● Given request
Please reproduce these lines exactly, starting with the line containing "Where is the small" and going on through the line containing "[387,339,450,405]", and output nothing else.
━━ Dataset rows
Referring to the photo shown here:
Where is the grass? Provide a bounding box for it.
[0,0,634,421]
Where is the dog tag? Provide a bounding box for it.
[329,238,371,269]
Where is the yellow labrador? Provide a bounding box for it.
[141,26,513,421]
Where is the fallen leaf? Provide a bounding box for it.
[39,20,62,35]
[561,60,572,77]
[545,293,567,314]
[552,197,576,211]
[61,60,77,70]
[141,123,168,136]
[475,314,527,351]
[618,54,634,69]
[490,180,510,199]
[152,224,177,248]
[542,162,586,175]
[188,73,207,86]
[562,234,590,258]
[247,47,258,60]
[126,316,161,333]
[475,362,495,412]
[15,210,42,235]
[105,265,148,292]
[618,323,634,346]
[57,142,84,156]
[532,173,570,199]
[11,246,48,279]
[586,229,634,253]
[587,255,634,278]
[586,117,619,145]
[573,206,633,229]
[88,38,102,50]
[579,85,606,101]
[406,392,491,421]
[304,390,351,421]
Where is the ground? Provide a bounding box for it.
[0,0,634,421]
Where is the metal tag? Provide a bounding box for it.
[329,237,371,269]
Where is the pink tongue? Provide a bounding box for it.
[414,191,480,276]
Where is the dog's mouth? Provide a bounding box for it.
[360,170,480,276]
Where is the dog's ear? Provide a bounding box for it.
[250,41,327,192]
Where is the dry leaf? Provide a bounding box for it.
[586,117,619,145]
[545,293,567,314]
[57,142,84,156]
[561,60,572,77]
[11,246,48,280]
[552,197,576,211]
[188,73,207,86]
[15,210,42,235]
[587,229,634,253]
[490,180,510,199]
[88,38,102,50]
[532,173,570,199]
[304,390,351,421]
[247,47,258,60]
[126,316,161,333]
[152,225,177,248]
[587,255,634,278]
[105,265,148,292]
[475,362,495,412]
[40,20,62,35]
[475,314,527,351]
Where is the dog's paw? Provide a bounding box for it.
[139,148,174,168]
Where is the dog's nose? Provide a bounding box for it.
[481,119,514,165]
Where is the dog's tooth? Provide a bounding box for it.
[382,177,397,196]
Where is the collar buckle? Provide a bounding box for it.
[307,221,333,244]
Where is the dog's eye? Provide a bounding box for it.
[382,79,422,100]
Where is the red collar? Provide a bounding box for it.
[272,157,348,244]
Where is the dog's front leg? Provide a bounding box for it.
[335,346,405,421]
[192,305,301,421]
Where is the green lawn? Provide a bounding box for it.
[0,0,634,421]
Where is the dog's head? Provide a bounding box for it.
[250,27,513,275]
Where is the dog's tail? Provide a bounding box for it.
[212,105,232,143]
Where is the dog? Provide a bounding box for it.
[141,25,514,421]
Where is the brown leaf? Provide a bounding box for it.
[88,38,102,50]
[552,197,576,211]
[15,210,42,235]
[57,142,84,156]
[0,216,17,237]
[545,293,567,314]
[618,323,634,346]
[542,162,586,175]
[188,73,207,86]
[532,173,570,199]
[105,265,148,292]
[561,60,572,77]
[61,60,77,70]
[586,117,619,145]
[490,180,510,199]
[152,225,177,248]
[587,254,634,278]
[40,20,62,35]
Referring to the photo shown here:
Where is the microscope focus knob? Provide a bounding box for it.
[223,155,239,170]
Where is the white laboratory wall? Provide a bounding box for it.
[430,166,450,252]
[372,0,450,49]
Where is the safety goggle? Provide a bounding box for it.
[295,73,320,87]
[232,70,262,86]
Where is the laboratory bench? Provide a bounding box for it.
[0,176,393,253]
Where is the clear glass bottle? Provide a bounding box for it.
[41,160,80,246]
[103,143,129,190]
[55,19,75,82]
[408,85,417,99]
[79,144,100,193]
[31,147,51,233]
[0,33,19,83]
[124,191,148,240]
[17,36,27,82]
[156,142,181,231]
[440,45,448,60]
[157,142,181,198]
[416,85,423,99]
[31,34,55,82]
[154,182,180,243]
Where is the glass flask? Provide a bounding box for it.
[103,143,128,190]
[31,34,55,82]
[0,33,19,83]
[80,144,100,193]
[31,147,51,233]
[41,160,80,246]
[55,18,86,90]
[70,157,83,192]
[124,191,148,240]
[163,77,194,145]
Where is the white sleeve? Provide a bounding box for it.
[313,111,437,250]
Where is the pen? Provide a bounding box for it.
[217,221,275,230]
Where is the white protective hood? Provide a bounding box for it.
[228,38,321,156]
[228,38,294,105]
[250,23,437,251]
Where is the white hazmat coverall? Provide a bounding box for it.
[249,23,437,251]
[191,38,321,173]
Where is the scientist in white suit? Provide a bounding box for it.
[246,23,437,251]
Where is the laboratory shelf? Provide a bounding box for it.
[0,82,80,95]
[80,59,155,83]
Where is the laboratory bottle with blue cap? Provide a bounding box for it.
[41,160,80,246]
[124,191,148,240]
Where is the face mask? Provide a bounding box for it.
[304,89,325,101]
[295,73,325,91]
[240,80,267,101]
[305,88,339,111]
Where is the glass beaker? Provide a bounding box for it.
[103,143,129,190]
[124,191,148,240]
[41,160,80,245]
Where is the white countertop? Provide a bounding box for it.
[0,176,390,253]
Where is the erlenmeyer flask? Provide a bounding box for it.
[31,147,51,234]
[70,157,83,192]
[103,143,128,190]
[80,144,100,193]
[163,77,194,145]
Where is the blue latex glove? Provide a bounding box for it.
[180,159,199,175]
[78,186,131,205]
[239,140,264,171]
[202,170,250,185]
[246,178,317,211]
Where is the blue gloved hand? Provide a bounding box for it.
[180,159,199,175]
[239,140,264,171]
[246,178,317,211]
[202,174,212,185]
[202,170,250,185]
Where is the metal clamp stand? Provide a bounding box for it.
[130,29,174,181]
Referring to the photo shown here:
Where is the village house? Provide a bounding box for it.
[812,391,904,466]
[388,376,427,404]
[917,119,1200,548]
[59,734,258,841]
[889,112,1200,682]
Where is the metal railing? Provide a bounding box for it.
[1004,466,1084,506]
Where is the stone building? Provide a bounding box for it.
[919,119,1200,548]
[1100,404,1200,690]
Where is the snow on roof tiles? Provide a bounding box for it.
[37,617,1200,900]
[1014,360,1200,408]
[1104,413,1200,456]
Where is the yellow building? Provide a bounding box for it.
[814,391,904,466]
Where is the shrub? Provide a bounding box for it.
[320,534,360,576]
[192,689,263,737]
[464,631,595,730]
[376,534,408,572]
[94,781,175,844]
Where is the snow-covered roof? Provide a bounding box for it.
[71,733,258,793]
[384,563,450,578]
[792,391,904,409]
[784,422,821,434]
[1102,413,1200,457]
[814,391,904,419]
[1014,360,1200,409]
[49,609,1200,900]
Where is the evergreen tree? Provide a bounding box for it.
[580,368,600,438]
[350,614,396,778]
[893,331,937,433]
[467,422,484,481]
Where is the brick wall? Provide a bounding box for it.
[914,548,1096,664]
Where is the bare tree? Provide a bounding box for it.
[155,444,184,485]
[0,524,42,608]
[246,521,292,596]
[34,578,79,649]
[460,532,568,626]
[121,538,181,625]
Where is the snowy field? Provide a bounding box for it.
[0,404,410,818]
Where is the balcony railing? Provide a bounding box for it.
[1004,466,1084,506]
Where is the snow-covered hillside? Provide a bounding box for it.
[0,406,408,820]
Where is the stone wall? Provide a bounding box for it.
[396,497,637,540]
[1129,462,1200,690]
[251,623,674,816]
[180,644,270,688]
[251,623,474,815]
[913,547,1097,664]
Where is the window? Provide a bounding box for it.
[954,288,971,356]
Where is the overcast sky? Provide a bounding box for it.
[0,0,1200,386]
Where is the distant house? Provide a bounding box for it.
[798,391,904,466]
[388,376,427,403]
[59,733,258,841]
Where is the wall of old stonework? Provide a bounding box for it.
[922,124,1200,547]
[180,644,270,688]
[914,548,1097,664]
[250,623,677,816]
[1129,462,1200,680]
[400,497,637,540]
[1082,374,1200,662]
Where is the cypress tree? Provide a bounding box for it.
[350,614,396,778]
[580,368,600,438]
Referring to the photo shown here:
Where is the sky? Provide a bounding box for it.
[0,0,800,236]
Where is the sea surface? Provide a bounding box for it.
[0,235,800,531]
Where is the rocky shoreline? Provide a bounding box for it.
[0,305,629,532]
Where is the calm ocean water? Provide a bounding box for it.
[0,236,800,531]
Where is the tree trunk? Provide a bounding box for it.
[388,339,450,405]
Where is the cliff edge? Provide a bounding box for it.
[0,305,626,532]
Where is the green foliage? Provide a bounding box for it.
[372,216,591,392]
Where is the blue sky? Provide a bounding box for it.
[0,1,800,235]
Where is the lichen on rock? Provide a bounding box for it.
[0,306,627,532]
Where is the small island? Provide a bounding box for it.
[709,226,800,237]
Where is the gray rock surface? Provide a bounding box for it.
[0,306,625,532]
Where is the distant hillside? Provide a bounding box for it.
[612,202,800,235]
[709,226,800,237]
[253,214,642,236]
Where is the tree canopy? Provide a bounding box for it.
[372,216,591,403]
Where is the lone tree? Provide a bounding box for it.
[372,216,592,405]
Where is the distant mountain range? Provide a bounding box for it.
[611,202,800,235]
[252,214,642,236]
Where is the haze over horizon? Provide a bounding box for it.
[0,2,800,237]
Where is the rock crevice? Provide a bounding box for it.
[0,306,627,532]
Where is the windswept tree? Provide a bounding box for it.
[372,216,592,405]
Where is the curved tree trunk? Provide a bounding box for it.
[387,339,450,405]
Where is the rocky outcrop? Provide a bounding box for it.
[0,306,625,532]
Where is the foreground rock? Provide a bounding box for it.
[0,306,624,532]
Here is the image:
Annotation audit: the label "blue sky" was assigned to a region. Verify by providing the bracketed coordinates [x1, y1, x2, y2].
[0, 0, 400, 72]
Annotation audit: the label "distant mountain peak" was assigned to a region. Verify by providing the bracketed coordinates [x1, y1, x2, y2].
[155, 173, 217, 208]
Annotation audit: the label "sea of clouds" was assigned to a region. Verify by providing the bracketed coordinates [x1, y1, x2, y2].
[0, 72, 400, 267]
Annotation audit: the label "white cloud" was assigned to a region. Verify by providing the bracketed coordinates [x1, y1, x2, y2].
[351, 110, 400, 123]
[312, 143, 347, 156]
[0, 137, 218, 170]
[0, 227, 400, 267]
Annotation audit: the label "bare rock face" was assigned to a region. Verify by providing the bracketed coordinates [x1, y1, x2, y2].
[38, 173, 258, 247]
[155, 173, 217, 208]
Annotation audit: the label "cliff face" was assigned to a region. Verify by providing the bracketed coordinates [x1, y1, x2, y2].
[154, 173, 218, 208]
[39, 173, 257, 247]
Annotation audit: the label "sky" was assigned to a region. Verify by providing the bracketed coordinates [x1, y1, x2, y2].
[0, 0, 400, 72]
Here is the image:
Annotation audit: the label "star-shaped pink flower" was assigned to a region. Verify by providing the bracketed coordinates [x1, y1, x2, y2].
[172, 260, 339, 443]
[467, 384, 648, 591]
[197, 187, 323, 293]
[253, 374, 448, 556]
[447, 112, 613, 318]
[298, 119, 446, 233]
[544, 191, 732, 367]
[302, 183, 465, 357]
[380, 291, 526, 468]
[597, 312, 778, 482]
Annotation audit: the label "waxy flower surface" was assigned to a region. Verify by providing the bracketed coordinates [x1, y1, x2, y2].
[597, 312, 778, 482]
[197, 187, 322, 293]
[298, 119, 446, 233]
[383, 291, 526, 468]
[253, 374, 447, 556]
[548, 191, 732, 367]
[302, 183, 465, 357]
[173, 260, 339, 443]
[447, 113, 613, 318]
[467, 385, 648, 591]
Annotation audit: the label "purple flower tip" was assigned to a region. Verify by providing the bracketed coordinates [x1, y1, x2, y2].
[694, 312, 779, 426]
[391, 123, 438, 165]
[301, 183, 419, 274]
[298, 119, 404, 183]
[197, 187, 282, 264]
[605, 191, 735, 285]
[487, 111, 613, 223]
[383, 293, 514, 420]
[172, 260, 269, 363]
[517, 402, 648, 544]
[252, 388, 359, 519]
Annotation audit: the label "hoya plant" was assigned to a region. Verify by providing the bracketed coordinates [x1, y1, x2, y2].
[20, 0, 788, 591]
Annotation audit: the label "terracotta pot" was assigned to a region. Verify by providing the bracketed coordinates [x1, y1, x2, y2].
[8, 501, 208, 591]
━━━━
● Completed task
Where is the small island? Provide a bounding box for it.
[709,226,800,237]
Where is the gray rock surface? Provide a bounding box for it.
[0,306,625,532]
Where is the distant hillside? Provide a bounding box for it.
[612,202,800,235]
[709,226,800,237]
[253,214,642,236]
Where is the tree canopy? Provide a bounding box for it.
[372,216,591,403]
Where is the lone tree? Provide a bounding box for it.
[372,216,592,405]
Where is the distant mountain range? Provide a bounding box for it.
[611,202,800,235]
[252,214,642,236]
Where is the haze over horizon? Provide a bounding box for it.
[0,2,800,237]
Where is the rock crevice? Provide a bounding box for it.
[0,306,627,532]
Where is the windswept tree? Provide a bounding box for it.
[372,216,592,405]
Where is the curved tree trunk? Provide a bounding box for it.
[387,339,450,405]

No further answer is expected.